Stored items
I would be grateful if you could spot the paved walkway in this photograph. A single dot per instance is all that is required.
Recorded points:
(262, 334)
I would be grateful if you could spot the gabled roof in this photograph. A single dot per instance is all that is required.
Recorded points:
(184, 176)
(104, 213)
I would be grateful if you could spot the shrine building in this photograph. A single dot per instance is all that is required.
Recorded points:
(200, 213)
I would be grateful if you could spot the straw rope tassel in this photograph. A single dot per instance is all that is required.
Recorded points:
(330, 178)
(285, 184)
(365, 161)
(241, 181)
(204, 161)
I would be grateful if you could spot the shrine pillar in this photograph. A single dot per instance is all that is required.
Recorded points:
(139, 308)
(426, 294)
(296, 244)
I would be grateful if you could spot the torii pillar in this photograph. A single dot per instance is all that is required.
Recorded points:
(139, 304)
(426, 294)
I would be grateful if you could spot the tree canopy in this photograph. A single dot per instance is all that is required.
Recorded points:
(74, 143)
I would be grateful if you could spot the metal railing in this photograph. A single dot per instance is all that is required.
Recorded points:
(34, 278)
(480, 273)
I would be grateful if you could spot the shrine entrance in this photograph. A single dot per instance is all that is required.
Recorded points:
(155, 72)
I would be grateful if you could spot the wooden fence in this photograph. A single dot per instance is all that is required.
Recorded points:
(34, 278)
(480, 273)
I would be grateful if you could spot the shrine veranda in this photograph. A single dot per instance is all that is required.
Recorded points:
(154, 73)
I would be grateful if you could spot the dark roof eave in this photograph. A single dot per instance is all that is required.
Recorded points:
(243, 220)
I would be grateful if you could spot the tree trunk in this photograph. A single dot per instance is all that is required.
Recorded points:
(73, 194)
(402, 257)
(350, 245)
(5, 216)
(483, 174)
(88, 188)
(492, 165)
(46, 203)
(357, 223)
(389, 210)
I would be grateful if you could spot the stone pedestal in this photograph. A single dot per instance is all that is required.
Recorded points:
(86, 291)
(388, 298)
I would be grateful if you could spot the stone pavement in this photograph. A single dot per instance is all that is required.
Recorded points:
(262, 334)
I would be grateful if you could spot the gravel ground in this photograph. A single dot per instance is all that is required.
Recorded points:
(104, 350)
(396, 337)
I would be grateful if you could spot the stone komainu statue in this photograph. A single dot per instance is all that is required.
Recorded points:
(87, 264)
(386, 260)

> _TRY IT_: Your reply should consist of the records, copied exactly.

> _ANSWER TO THIS EXERCISE_:
I would be grateful if you could spot the paved walkway in this photograph. A single dot per instance is all that is required.
Recorded points:
(262, 334)
I would be grateful if you could spot the gabled roof in this photograph. A single dot per instance is all that is required.
Recorded points:
(184, 176)
(104, 213)
I would be grateful if you could spot the shrine building in this photograph. A single dot per instance is all that is required.
Recorded points:
(200, 213)
I would be grateful if you could spot the straw rope tassel in this photograph. A single dot per instance is all that is required.
Recorded points:
(330, 178)
(285, 184)
(365, 161)
(241, 181)
(204, 161)
I would be grateful if you could spot the shrine pillar in this photograph. A single dot per instance is all that is required.
Recorded points:
(139, 308)
(426, 294)
(296, 244)
I would be grateful if you could spot the torii pillar in this photograph. A single dot per instance is all that is required.
Recorded points:
(139, 304)
(426, 294)
I would be grateful if you could spot the tree canopy in this photograph. A single dot per instance is all that is required.
Recorded points:
(74, 143)
I would be grateful if you could spot the metal railing in this photograph. A single dot per instance is all that is required.
Recorded points:
(34, 278)
(480, 273)
I would be grateful if you could spot the shrine entrance in this photograph. A single dot per instance is all that is required.
Recorded points:
(155, 72)
I would be grateful if you could spot the wooden fence in this photograph. A single dot per instance is all that is required.
Recorded points:
(34, 278)
(480, 273)
I would be grateful if you could spot the shrine veranda in this photograph. A single dot per instance is all that is required.
Recorded points:
(154, 73)
I would be grateful if you could spot the dark roof eave in this photograph. A single dot per instance is all that is required.
Recorded points:
(243, 220)
I would be grateful if you could spot the tree trunk in this photograph. A single dot per instance is all that is required.
Recorded points:
(73, 194)
(402, 257)
(350, 245)
(5, 216)
(483, 174)
(88, 188)
(492, 165)
(46, 203)
(357, 223)
(389, 210)
I would be grateful if you could spot the stone pedestal in this photograph. A single dot per instance is all that is required.
Recorded points:
(86, 291)
(388, 298)
I would be grateful if you could spot the stone pavement in this photograph. A single dot per instance is all that is required.
Recorded points:
(262, 334)
I would be grateful if you could spot the gravel ground in this photograph. A single dot per instance is all that is required.
Recorded points:
(104, 350)
(396, 337)
I would be grateful if you could spot the stone komainu statue in this photograph. A single dot per instance is all that is required.
Recorded points:
(87, 264)
(386, 260)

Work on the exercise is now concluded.